── Text

A second principle that should always underpin the use of nudges, is that businesses typically get the best results if the focus is delivering delight by way of a positive emotional reaction or experience. One brand who did this well was Starbucks when it launched its Unicorn Frappuccino, using a limited time offer to market the drink. Coming at a time of peak-unicorn obsession and with Instagram-friendly looks, people wanted to get their hands on it because it was visually appealing and different. The drink sold out on its first day in stores. The appropriate use of scarcity here led to a positive emotional outcome because it was associated with the opportunity to try something fun for a short time rather than manipulation.
A third principle which can unlock the power of nudges is for marketers to take a step back from their own area and collaborate with other colleagues in the business to identify changes which reduce friction and positively influence customers in the process of doing business with you. It’s still the case in many organisations that different touchpoints in the acquisition journey are developed or managed in silos and are not as effective as they could be. A good example of this is the defaults presented to people when they request further information or try to sign up with you as a customer. Given the power that defaults have over consumer behaviour, this is not something which a developer or form designer should be left to consider on their own. Overlaying knowledge of behavioural insights to the customer journey in its entirety can yield significant results by ensuring everything from forms for data capture, tone of voice, choice of communications channels and promotions are all doing the best job of influencing customers to do business with you.

────
── Given entries

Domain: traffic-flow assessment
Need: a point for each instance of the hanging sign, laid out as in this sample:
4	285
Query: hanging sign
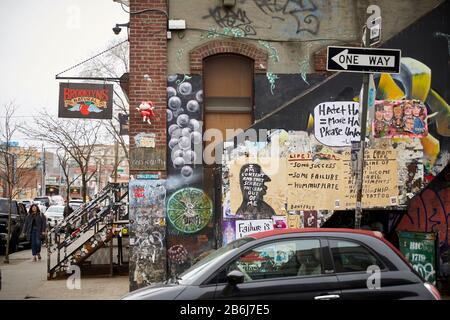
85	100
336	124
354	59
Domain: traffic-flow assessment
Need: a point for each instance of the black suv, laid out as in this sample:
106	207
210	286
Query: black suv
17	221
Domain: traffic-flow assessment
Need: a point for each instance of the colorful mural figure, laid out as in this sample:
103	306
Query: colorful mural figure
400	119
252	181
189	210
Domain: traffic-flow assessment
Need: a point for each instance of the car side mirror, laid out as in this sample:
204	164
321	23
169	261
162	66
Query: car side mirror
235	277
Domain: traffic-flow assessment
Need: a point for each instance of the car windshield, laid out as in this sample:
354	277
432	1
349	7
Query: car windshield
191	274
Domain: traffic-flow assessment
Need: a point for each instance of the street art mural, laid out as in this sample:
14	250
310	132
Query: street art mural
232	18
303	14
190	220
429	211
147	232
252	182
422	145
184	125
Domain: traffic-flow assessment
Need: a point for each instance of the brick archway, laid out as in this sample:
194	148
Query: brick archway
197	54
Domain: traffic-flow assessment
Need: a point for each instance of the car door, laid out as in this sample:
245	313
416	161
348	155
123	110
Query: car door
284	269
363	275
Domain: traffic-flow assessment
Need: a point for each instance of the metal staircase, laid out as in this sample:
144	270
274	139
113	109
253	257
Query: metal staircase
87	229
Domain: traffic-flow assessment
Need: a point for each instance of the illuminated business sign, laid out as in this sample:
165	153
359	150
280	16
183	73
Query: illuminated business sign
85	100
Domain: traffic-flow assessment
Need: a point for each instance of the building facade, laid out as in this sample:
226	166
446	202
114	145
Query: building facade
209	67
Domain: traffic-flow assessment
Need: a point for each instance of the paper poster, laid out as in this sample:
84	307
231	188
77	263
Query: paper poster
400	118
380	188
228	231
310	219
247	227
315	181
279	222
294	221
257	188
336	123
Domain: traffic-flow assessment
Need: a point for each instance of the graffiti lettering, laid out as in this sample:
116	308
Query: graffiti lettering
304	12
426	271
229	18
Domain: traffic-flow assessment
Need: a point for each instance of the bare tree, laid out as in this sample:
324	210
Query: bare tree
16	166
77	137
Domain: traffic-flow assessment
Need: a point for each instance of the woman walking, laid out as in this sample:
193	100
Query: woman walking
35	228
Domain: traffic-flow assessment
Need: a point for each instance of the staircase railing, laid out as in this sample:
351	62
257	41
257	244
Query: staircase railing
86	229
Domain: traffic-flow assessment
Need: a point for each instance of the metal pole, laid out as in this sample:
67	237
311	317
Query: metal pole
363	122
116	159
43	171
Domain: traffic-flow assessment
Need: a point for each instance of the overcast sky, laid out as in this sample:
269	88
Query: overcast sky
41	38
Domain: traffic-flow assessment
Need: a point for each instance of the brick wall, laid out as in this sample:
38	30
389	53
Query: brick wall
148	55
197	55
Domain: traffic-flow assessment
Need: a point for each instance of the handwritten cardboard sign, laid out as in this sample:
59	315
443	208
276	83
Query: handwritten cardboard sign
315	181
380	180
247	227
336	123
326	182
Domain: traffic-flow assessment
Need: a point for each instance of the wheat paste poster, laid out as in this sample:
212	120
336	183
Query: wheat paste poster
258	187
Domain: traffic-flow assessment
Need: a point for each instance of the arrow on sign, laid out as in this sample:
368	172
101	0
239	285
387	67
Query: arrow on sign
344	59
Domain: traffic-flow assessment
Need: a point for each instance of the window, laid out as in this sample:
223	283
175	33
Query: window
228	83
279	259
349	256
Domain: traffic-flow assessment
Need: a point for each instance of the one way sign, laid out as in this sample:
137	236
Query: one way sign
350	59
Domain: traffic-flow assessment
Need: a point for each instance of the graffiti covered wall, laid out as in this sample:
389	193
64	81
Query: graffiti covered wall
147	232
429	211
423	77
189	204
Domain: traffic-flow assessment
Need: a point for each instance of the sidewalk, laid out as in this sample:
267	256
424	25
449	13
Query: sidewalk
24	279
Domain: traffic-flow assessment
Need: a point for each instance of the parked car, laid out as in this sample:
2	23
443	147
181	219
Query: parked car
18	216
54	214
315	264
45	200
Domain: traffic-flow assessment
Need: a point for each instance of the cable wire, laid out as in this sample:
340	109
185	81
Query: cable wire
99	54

────
── Given entries

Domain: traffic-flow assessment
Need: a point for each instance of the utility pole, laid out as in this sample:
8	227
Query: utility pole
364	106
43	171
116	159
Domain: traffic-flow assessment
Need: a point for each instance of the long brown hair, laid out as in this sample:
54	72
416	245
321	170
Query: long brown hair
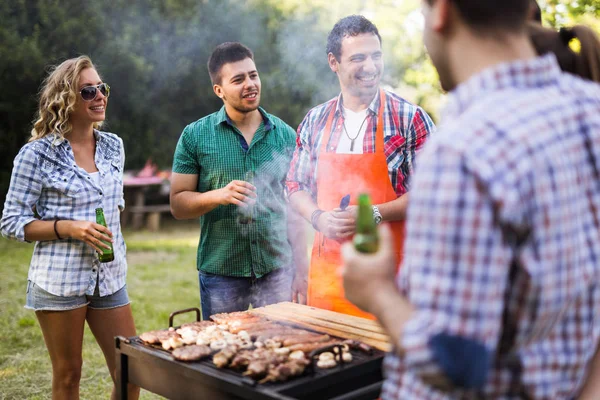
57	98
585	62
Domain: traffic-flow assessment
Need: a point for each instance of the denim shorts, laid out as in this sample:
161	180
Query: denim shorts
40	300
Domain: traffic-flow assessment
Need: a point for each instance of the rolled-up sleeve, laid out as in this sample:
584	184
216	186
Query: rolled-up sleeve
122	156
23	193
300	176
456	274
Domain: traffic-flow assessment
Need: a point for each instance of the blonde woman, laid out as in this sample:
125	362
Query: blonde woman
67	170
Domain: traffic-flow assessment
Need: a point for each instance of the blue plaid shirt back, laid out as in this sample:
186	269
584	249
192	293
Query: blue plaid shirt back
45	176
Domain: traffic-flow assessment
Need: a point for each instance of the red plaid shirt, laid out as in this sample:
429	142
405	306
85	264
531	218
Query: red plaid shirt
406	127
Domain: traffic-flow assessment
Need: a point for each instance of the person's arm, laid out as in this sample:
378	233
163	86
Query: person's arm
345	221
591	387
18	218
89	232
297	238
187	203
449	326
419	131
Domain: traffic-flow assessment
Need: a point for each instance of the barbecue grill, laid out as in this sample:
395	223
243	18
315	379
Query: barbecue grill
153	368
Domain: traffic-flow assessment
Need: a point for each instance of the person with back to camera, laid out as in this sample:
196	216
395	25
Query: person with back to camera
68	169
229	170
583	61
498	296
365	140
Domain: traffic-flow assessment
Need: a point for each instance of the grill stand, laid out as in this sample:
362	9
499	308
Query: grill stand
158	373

────

**Problem details:**
According to the text above about nudges, what happened to the Starbucks Unicorn Frappuccino on its first day in stores?

**Task result:**
It sold out on its first day in stores.